__Passage to read__:

——————

The Challenge Model of human psychology grew out of our research with people who lead satisfying lives despite having suffered as children from the effect of hardship -- for instance family disruption, drug or substance abuse, violence, racism, poverty, neglect, abuse, or bitter divorce.
The Challenge Model, which is shown in the diagram below, is our attempt to explain how this reversal occurs.
In the Challenge Model, two forces are at work as children interact with the troubles in their lives. The interplay is represented on the diagram by interweaving arrows. Troubles are seen as a danger to children and also as an opportunity. Children are vulnerable to the toxic influence of hardship, but they are also challenged to rebound from harm by experimenting, branching out, and developing their own resources. Over time, these self-protective behaviors develop into lasting clusters of strength that we have called resiliencies.
Practical Applications of the Challenge Model
The Challenge Model has practical implications for the mindset of teachers, clinicians, and prevention workers. By mindset we mean your habitual way of seeing and thinking about things.

——————

__Tasks to perform__:
(a) For each statement, say whether it agrees with the passage on the Challenge Model, and support each yes or no by quoting the deciding words of the passage exactly.
(i) In the Challenge Model, troubles are seen only as a danger to children.
(ii) The interplay of the two forces is represented on the diagram by interweaving arrows.
(iii) The authors use the word "mindset" to mean a formal training program.
(b) Render this sentence from the passage on the Challenge Model in Spanish: "Over time, these self-protective behaviors develop into lasting clusters of strength that we have called resiliencies."
(c) Write the next few sentences of the passage on the Challenge Model, picking up after its final sentence.

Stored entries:

——————

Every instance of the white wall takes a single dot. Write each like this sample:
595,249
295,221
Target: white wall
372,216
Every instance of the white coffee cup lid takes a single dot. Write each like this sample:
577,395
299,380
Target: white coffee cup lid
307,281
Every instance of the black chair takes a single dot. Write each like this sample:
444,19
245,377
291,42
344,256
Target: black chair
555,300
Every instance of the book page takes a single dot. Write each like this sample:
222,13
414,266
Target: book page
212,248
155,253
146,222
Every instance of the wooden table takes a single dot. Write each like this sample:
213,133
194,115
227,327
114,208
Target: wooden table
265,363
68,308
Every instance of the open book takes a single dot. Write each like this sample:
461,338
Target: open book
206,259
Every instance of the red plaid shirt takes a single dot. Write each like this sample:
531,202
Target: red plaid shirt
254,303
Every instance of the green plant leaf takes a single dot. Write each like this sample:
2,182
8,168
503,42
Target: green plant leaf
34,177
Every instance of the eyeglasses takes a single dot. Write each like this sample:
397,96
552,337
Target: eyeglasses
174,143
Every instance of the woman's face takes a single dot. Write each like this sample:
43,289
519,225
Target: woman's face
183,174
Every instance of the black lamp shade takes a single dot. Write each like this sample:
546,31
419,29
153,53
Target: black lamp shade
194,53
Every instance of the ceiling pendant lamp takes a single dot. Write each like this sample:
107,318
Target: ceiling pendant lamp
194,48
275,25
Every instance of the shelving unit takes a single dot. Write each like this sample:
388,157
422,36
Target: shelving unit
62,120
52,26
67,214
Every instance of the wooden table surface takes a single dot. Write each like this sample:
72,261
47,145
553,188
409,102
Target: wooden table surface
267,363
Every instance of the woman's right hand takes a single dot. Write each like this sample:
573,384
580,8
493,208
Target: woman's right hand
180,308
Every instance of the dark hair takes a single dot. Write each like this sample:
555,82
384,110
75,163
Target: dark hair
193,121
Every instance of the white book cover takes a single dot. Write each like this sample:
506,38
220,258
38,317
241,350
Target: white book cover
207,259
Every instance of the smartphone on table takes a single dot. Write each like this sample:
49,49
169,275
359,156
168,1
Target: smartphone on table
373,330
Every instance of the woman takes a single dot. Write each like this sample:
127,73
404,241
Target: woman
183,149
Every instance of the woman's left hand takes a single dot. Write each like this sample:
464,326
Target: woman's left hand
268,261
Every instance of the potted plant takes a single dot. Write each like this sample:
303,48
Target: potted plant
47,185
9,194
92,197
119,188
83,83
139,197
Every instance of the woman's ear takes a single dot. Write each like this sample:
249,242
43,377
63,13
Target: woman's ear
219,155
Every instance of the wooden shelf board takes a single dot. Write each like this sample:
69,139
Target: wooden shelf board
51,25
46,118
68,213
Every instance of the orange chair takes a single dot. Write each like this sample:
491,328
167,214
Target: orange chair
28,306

——————

__Activity answers__:
(a)
(i) No: "Troubles are seen as a danger to children and also as an opportunity."
(ii) Yes: "The interplay is represented on the diagram by interweaving arrows."
(iii) No: "By mindset we mean your habitual way of seeing and thinking about things."

(b) Con el tiempo, estas conductas de autoprotección se convierten en grupos duraderos de fortalezas que hemos llamado resiliencias.

(c)
The at-risk mindset can easily shape work with youth into a search for problems. Its hallmarks are diagnoses, labels, and "fix-it" interventions. Dwelling on the negative, it induces despair and burnout in staff, biases their understanding of the youth they serve, and promotes low expectations.
For youth, the at-risk mindset also has negative consequences. Regarded as clients or victims rather than as resources in their own lives, youth can experience services guided by the at risk mindset as uncaring, disrespectful, and even threatening.
By contrast, a challenge mindset, which is the logical extension of the Challenge Model, credits youth with the power to help themselves. It also casts adults not as directors or authorities in the lives of youth but as partners in their struggle to prevail. The hallmarks of a challenge mindset are a vocabulary for identifying resilience, reframing - a technique for talking to youth about their strengths, and the intention of motivating youth to act on their own behalf. A challenge mindset also encourages helping professionals to be hopeful and to hold high expectations for the youth in their care.